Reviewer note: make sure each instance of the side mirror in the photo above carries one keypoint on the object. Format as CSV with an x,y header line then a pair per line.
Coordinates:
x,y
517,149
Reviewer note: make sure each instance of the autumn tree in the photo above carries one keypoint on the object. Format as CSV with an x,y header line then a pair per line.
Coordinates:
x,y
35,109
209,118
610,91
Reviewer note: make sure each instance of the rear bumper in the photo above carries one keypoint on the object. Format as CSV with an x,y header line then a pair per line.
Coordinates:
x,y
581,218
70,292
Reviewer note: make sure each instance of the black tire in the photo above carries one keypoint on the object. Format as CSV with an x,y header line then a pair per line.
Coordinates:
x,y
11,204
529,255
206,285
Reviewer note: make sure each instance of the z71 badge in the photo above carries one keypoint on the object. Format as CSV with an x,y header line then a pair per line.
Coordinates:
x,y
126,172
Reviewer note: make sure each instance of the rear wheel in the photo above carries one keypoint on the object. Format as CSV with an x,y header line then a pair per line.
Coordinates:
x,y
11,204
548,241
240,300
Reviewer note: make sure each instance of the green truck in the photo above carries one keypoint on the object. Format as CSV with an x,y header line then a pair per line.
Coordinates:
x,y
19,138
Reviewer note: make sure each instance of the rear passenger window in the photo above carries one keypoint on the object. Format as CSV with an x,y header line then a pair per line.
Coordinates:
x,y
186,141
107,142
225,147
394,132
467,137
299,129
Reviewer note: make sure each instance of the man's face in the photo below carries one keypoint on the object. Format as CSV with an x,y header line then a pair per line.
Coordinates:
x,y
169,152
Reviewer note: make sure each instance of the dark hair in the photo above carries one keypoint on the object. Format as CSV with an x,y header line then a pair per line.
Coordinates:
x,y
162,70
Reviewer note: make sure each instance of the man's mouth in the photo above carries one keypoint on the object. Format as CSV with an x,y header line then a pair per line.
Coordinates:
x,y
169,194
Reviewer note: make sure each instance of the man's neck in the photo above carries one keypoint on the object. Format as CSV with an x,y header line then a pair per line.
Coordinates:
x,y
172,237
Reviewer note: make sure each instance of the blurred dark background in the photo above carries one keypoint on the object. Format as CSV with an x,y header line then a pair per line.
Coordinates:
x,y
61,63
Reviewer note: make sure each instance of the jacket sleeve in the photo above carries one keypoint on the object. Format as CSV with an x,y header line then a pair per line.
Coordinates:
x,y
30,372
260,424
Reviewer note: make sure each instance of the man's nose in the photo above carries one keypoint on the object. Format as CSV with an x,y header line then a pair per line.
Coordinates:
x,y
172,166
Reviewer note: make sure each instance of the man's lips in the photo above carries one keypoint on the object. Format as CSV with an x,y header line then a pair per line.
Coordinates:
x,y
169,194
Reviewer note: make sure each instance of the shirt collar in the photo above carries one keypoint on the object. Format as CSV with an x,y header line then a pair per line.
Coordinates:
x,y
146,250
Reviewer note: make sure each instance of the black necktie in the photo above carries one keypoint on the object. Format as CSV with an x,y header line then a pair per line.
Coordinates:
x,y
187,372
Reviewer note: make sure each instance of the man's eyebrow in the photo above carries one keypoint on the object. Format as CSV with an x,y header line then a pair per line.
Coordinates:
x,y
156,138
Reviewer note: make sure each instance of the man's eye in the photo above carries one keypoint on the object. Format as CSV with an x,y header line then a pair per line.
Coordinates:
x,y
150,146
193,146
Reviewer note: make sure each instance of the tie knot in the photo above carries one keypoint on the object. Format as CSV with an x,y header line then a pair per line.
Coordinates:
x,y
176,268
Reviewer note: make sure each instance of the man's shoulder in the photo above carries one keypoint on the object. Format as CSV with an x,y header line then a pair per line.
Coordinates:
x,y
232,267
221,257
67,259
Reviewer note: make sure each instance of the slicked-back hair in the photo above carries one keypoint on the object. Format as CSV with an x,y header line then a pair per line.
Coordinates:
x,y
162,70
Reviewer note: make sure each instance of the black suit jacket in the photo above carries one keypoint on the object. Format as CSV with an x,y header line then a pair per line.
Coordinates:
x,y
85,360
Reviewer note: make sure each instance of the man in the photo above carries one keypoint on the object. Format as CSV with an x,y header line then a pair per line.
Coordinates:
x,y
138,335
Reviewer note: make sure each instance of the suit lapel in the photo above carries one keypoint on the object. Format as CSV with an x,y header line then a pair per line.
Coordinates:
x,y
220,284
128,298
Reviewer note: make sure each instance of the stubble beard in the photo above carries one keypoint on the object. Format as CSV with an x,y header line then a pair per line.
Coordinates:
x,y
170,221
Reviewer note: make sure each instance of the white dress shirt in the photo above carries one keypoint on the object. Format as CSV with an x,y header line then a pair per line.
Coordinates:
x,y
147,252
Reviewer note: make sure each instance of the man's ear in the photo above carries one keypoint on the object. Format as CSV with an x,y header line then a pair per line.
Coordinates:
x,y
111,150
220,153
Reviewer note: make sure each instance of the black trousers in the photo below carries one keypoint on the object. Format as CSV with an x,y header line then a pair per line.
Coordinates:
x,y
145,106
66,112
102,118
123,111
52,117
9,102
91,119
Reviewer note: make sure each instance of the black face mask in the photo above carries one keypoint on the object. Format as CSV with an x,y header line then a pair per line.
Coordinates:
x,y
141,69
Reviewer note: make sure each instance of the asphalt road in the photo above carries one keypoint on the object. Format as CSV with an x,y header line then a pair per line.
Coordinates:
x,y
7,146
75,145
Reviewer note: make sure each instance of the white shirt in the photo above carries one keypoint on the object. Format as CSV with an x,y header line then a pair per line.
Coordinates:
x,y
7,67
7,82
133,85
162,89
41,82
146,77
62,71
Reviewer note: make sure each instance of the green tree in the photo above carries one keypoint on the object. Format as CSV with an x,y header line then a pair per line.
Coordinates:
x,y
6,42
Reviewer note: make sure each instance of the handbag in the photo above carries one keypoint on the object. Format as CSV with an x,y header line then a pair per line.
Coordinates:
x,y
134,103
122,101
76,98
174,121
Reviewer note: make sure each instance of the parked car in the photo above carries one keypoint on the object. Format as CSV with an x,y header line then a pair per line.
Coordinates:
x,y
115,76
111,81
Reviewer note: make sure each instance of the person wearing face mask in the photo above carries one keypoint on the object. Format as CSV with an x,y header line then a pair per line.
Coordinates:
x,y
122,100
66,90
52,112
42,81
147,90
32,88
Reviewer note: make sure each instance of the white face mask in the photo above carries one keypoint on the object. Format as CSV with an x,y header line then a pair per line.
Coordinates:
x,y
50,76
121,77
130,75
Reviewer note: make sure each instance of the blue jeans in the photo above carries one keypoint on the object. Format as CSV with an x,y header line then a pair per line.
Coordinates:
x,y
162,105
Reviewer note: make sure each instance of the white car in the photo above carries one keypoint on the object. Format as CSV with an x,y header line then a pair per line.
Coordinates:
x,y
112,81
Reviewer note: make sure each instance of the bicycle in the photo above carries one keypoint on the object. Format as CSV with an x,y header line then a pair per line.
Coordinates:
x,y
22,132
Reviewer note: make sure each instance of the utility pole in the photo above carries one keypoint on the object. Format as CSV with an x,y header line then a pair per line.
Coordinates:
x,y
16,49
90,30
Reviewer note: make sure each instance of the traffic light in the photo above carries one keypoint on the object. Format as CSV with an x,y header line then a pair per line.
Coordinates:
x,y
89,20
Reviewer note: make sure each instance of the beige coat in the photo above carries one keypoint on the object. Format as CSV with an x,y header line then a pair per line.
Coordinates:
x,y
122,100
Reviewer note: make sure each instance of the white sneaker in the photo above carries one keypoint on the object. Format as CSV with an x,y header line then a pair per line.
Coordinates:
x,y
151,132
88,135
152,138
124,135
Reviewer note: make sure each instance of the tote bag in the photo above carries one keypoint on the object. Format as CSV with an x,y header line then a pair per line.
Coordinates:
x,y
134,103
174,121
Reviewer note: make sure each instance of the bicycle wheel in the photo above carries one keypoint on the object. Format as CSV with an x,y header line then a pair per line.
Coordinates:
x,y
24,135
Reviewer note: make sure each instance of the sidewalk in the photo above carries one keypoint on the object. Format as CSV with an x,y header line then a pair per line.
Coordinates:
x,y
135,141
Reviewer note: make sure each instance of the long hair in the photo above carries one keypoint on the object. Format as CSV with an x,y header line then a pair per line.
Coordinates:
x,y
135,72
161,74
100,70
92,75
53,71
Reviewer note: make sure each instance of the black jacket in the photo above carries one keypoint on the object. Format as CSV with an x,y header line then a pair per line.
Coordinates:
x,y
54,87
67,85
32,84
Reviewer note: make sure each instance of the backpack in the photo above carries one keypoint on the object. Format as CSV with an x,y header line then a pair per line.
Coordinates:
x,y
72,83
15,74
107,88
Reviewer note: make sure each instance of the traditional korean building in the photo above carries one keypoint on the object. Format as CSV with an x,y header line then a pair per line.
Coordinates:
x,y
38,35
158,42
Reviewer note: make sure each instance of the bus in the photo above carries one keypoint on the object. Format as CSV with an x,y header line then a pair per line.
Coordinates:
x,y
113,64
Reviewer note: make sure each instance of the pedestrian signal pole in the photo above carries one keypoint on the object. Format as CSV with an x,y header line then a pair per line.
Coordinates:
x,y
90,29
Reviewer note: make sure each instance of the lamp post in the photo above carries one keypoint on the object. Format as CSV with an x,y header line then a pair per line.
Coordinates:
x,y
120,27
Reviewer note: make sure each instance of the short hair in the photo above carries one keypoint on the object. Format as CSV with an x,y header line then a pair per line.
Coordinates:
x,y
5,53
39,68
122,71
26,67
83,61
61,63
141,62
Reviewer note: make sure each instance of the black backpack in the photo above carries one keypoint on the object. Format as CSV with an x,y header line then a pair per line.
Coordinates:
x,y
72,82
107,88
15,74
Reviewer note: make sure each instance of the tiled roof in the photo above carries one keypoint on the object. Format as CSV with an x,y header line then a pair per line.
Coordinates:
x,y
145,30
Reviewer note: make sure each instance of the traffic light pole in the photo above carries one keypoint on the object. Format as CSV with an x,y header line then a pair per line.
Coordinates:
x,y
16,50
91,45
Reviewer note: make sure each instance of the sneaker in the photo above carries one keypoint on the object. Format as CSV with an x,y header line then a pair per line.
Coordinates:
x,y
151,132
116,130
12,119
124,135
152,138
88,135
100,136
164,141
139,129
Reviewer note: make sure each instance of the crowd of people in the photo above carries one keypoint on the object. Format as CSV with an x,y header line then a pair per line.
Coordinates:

************

◆ Work required:
The answer must be every line of the data that holds the word "traffic".

◆ Answer below:
Reviewer note: make sure each instance of the traffic light in the photo above carries one keypoint on the object. Format as CSV with an x,y header line then a pair per line.
Reviewer note: make sure each instance of the traffic light pole in the photo above carries one keypoint on the object. Format as CSV with an x,y header line then a pair per line.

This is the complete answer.